* **Texto fornecido**:
┏━━
Se em Morro do Céu, o gaúcho Spolidoro vai ao interior do Rio Grande do Sul para, sozinho, observar o tímido cotidiano do jovem Bruno Storti, num projeto viabilizado pelo DOCTV, Estrada Para Ythaca em várias medidas pode ser visto como um filme oposto, apesar de um diálogo marcante: são quatro diretores que, num projeto coletivo, bancado por eles mesmos, adentram pelo interior do Ceará, num autêntico road movie, a fim de encontrar algo que não se sabe muito bem, talvez rastros do amigo morto, talvez no fundo, apenas um passeio de fuga e de encontro de si mesmos.
Estrada Para Ythaca é um filme sobre a amizade, espelhada na escolha radical dos quatro diretores em serem os protagonistas do próprio filme. Filme que é absolutamente ficcional mas ao mesmo tempo uma autobiografia. São nesses entremeios entre o documentário, o experimental e o cinema de ficção que os quatro diretores se filiam a uma certa tradição do cinema contemporâneo. Vendo Ythaca também parece claro que os diretores pisam num grande terreno de referências, que vão desde filmes americanos “high school” dos anos oitenta até ícones do cinema contemporâneo como Gerry, de Gus Van Sant, O canto dos pássaros, do catalão Albert Serra, ou mesmo uma direta citação a Vento do Leste, de Godard & Gorin, numa cena que deslumbrou os críticos presentes em Tiradentes (onde recebeu o prêmio de melhor filme) pelas possibilidades de leituras.
┗━━
* **Linhas**:
┏━━
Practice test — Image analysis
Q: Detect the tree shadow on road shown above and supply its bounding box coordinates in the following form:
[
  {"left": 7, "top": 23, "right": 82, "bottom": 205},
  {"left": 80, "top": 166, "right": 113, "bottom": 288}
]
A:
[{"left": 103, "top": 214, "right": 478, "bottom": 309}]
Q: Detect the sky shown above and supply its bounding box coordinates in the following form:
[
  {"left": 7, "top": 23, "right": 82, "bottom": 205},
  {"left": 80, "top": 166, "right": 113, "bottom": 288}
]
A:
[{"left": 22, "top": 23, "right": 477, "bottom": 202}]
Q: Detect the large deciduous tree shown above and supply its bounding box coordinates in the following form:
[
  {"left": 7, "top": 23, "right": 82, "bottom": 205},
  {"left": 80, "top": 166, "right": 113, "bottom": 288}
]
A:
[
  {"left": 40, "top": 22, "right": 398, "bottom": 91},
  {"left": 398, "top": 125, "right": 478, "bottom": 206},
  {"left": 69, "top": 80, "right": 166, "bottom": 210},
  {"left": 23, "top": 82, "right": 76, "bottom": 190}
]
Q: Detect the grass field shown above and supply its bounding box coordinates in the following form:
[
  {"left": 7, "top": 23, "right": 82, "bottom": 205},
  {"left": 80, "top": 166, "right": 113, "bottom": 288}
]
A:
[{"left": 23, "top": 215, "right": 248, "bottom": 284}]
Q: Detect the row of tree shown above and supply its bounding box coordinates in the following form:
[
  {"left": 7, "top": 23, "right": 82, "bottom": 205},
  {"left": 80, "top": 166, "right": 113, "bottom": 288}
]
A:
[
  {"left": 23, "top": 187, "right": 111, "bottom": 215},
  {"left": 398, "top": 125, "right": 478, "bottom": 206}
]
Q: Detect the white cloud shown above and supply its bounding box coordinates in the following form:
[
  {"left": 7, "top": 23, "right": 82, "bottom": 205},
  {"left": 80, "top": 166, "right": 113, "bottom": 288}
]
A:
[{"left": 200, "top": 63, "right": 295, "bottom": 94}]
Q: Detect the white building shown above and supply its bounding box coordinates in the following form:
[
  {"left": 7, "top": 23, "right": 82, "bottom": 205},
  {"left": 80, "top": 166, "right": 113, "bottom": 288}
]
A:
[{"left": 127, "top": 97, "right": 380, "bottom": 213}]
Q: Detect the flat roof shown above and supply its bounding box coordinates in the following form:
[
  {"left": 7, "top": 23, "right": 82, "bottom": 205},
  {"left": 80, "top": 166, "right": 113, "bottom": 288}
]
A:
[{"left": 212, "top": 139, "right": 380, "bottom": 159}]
┗━━
Reescreva o trecho do texto sobre o filme Estrada Para Ythaca de "Estrada Para Ythaca é" a "possibilidades de leituras.", substituindo "amizade" por "camaradagem".

* **Resposta**:
Estrada Para Ythaca é um filme sobre a camaradagem, espelhada na escolha radical dos quatro diretores em serem os protagonistas do próprio filme. Filme que é absolutamente ficcional mas ao mesmo tempo uma autobiografia. São nesses entremeios entre o documentário, o experimental e o cinema de ficção que os quatro diretores se filiam a uma certa tradição do cinema contemporâneo. Vendo Ythaca também parece claro que os diretores pisam num grande terreno de referências, que vão desde filmes americanos “high school” dos anos oitenta até ícones do cinema contemporâneo como Gerry, de Gus Van Sant, O canto dos pássaros, do catalão Albert Serra, ou mesmo uma direta citação a Vento do Leste, de Godard & Gorin, numa cena que deslumbrou os críticos presentes em Tiradentes (onde recebeu o prêmio de melhor filme) pelas possibilidades de leituras.